Task inputs below:

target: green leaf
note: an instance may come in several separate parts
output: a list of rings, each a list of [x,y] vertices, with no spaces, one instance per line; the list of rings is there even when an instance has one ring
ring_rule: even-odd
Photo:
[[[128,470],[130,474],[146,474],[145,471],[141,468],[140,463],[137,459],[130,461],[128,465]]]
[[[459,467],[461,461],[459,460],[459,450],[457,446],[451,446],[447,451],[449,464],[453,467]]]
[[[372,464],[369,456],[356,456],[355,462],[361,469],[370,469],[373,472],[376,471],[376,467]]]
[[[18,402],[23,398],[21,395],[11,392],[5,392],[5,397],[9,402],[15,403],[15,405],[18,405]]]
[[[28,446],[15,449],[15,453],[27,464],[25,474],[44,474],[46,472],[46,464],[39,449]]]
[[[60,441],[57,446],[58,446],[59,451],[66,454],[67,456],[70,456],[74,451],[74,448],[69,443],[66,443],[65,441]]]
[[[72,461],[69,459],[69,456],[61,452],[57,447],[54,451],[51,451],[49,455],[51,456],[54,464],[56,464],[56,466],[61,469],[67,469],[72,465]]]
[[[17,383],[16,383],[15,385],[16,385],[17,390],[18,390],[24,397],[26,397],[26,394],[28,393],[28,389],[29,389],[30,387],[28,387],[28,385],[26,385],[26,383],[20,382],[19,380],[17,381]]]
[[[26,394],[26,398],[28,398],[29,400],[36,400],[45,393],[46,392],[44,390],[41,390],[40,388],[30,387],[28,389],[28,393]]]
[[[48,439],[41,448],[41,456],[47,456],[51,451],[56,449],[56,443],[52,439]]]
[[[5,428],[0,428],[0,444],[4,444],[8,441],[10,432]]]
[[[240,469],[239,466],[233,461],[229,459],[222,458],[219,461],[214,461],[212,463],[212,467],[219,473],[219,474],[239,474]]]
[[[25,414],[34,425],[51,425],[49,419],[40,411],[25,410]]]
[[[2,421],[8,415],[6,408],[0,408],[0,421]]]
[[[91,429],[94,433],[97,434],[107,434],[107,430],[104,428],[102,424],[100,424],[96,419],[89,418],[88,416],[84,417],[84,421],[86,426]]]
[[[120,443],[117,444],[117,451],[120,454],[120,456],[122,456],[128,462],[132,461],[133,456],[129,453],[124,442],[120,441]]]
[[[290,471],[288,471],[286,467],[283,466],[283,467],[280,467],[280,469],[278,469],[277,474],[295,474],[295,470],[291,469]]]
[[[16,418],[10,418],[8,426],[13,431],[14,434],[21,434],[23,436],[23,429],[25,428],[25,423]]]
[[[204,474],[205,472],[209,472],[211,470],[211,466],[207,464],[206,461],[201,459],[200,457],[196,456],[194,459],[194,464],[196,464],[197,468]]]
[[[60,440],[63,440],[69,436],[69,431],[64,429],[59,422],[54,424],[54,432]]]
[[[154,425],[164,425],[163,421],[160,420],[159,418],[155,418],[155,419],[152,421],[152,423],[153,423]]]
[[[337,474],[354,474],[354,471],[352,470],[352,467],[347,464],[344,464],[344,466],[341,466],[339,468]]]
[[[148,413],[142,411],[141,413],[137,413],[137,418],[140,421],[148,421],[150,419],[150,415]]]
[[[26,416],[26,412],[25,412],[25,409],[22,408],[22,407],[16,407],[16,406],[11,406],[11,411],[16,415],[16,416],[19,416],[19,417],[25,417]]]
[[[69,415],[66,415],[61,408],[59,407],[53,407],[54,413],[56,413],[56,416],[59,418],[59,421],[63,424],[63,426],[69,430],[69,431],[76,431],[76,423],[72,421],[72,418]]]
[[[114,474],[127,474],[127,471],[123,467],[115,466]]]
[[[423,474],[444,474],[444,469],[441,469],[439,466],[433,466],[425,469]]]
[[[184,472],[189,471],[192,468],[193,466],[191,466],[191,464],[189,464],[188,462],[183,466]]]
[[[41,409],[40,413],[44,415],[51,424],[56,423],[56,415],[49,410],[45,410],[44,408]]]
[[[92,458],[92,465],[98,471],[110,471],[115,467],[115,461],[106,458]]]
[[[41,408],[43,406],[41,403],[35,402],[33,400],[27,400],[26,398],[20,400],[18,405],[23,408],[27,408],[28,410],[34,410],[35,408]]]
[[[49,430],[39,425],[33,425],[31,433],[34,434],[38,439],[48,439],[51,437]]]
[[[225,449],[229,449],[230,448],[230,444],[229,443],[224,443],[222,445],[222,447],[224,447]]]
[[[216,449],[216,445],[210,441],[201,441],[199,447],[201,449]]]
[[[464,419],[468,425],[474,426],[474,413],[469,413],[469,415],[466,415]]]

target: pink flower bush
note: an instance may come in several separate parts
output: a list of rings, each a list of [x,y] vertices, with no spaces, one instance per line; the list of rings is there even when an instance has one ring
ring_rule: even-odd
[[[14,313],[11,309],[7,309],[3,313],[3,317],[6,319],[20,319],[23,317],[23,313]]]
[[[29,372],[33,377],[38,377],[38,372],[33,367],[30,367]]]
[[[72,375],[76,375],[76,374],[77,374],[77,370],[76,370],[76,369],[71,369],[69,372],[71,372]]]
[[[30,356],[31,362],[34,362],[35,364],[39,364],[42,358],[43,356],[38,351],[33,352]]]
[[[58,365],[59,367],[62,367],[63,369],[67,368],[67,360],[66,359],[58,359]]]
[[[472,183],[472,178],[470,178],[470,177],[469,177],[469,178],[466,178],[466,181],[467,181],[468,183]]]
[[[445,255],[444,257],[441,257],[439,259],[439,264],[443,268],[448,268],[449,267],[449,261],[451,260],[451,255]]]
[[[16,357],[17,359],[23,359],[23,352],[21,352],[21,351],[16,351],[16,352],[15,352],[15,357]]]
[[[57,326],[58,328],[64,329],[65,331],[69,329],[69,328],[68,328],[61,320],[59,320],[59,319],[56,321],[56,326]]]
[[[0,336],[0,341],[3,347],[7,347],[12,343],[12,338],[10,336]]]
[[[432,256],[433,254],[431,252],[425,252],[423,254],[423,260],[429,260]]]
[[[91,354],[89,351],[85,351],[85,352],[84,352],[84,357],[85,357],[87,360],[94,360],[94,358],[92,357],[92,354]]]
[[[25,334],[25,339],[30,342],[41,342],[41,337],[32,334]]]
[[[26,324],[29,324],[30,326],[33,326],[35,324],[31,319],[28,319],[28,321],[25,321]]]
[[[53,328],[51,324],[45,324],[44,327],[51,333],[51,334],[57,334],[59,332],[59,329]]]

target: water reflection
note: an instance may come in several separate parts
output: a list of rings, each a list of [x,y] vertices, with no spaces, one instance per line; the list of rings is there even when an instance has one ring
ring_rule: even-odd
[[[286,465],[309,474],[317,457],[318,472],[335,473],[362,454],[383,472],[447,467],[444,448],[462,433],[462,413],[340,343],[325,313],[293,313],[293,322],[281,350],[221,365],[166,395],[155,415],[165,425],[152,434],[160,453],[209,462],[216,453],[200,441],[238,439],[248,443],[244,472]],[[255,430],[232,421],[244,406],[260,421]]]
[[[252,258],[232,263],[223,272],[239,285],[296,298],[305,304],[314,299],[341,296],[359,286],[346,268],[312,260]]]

End of Task inputs.

:: Work order ::
All entries must be printed exactly, with nothing omitted.

:: Output for this exercise ::
target: green leaf
note: an instance may come in several separate parts
output: a list of rings, each a list of [x,y] vertices, with no spaces, one instance per line; the list of rings is there even when an instance has one ring
ring_rule: even-odd
Photo:
[[[128,470],[130,474],[146,474],[145,471],[141,468],[140,463],[137,459],[130,461],[128,465]]]
[[[459,467],[461,461],[459,460],[459,450],[457,446],[451,446],[447,451],[449,464],[453,467]]]
[[[372,464],[369,456],[356,456],[355,462],[361,469],[370,469],[373,472],[376,471],[376,467]]]
[[[18,402],[23,398],[21,395],[11,392],[5,392],[5,397],[9,402],[15,403],[15,405],[18,405]]]
[[[28,446],[15,449],[15,453],[27,464],[25,474],[44,474],[46,472],[46,464],[39,449]]]
[[[60,441],[57,446],[58,446],[59,451],[66,454],[67,456],[70,456],[74,451],[74,448],[69,443],[66,443],[65,441]]]
[[[72,461],[69,459],[69,456],[61,452],[57,447],[54,451],[51,451],[49,455],[51,456],[54,464],[56,464],[56,466],[61,469],[67,469],[72,465]]]
[[[17,383],[16,383],[15,385],[16,385],[17,390],[18,390],[24,397],[26,397],[26,394],[28,393],[28,389],[29,389],[30,387],[28,387],[28,385],[26,385],[26,383],[20,382],[19,380],[17,381]]]
[[[26,394],[26,398],[28,398],[29,400],[36,400],[45,393],[46,392],[44,390],[41,390],[40,388],[30,387],[28,389],[28,393]]]
[[[48,439],[41,448],[41,456],[47,456],[51,451],[56,449],[56,443],[52,439]]]
[[[5,428],[0,428],[0,444],[4,444],[8,441],[10,432]]]
[[[240,469],[239,466],[233,461],[229,459],[222,458],[219,461],[214,461],[212,463],[212,467],[219,473],[219,474],[239,474]]]
[[[25,414],[34,425],[51,425],[49,419],[40,411],[25,410]]]
[[[2,421],[8,415],[6,408],[0,408],[0,421]]]
[[[91,429],[94,433],[97,434],[107,434],[107,430],[104,428],[102,424],[100,424],[96,419],[89,418],[88,416],[84,417],[84,421],[86,426]]]
[[[120,443],[117,444],[117,451],[120,454],[120,456],[122,456],[128,462],[132,461],[133,456],[129,453],[124,442],[120,441]]]
[[[290,471],[288,471],[286,467],[283,466],[283,467],[280,467],[280,469],[278,469],[277,474],[295,474],[295,470],[291,469]]]
[[[16,418],[10,418],[8,426],[13,431],[14,434],[21,434],[23,436],[23,429],[25,428],[25,423]]]
[[[204,474],[205,472],[209,472],[211,470],[211,466],[207,464],[206,461],[201,459],[200,457],[196,456],[194,459],[194,464],[196,464],[197,468]]]
[[[60,440],[63,440],[69,436],[69,431],[64,429],[59,422],[54,424],[54,432]]]
[[[154,425],[164,425],[163,421],[160,420],[159,418],[155,418],[155,419],[152,421],[152,423],[153,423]]]
[[[337,474],[354,474],[354,471],[352,470],[352,467],[347,464],[344,464],[344,466],[341,466],[339,468]]]
[[[148,413],[142,411],[141,413],[137,413],[137,418],[140,421],[148,421],[150,419],[150,415]]]
[[[26,416],[26,412],[25,412],[25,409],[22,408],[22,407],[16,407],[16,406],[11,406],[11,411],[16,415],[16,416],[19,416],[19,417],[25,417]]]
[[[69,415],[66,415],[61,408],[59,407],[53,407],[54,413],[56,413],[56,416],[59,418],[59,421],[63,424],[63,426],[69,430],[69,431],[76,431],[76,423],[72,421],[72,418]]]
[[[114,474],[127,474],[127,471],[123,467],[115,466]]]
[[[423,474],[444,474],[444,469],[441,469],[439,466],[433,466],[425,469]]]
[[[184,472],[189,471],[192,468],[193,466],[191,466],[191,464],[189,464],[188,462],[183,466]]]
[[[41,409],[40,413],[44,415],[51,424],[56,423],[56,415],[49,410],[45,410],[44,408]]]
[[[92,458],[92,465],[98,471],[110,471],[115,467],[115,461],[106,458]]]
[[[41,408],[43,406],[41,403],[35,402],[33,400],[27,400],[26,398],[20,400],[18,405],[23,408],[27,408],[28,410],[34,410],[35,408]]]
[[[49,430],[39,425],[33,425],[31,433],[34,434],[38,439],[48,439],[51,437]]]
[[[225,449],[229,449],[230,448],[230,444],[229,443],[224,443],[222,445],[222,447],[224,447]]]
[[[216,449],[216,445],[210,441],[201,441],[199,447],[201,449]]]
[[[464,419],[468,425],[474,426],[474,413],[469,413],[469,415],[466,415]]]

target: pink flower bush
note: an instance may come in several separate parts
output: a list of rings, each a list of [x,y] vertices, with no spaces, one instance per line; the list of rings is there even when an instance has one ring
ring_rule: even-odd
[[[14,313],[11,309],[7,309],[3,313],[3,317],[6,319],[20,319],[23,317],[23,313]]]
[[[29,372],[33,377],[38,377],[38,372],[33,367],[30,367]]]
[[[72,375],[76,375],[76,374],[77,374],[77,370],[76,370],[76,369],[71,369],[69,372],[71,372]]]
[[[30,356],[31,362],[34,362],[35,364],[39,364],[42,358],[43,356],[38,351],[33,352]]]
[[[58,365],[59,367],[62,367],[63,369],[67,368],[67,360],[66,359],[58,359]]]
[[[472,183],[472,178],[470,178],[470,177],[469,177],[469,178],[466,178],[466,181],[467,181],[468,183]]]
[[[445,255],[444,257],[441,257],[439,259],[439,264],[443,268],[448,268],[449,267],[449,261],[451,260],[451,255]]]
[[[16,357],[17,359],[23,359],[23,352],[21,352],[21,351],[16,351],[16,352],[15,352],[15,357]]]
[[[57,326],[58,328],[64,329],[65,331],[69,329],[69,328],[68,328],[61,320],[59,320],[59,319],[56,321],[56,326]]]
[[[0,336],[0,341],[3,347],[7,347],[12,343],[12,338],[10,336]]]
[[[432,256],[433,254],[431,252],[425,252],[423,254],[423,260],[429,260]]]
[[[91,354],[89,351],[85,351],[85,352],[84,352],[84,357],[85,357],[87,360],[94,360],[94,358],[92,357],[92,354]]]
[[[25,334],[25,339],[30,342],[41,342],[41,337],[32,334]]]
[[[26,324],[29,324],[30,326],[33,326],[35,324],[31,319],[28,319],[28,321],[25,321]]]
[[[53,328],[51,324],[45,324],[44,327],[51,333],[51,334],[57,334],[59,332],[59,329]]]

target: water reflection
note: an instance may come in several separate parts
output: a list of rings, each a list of [x,y] vertices, with no spaces, one instance per line; the list of rings is there even when an instance has one ring
ring_rule: even-odd
[[[286,465],[309,474],[317,457],[318,472],[335,473],[362,454],[383,472],[447,467],[444,448],[462,433],[462,413],[340,343],[325,313],[293,313],[293,322],[281,350],[221,365],[166,395],[155,415],[165,425],[152,434],[160,453],[209,462],[216,453],[200,441],[238,439],[248,443],[244,472]],[[255,430],[232,421],[244,406],[260,421]]]
[[[252,258],[232,263],[223,272],[239,285],[296,298],[305,304],[314,299],[341,296],[359,286],[346,268],[312,260]]]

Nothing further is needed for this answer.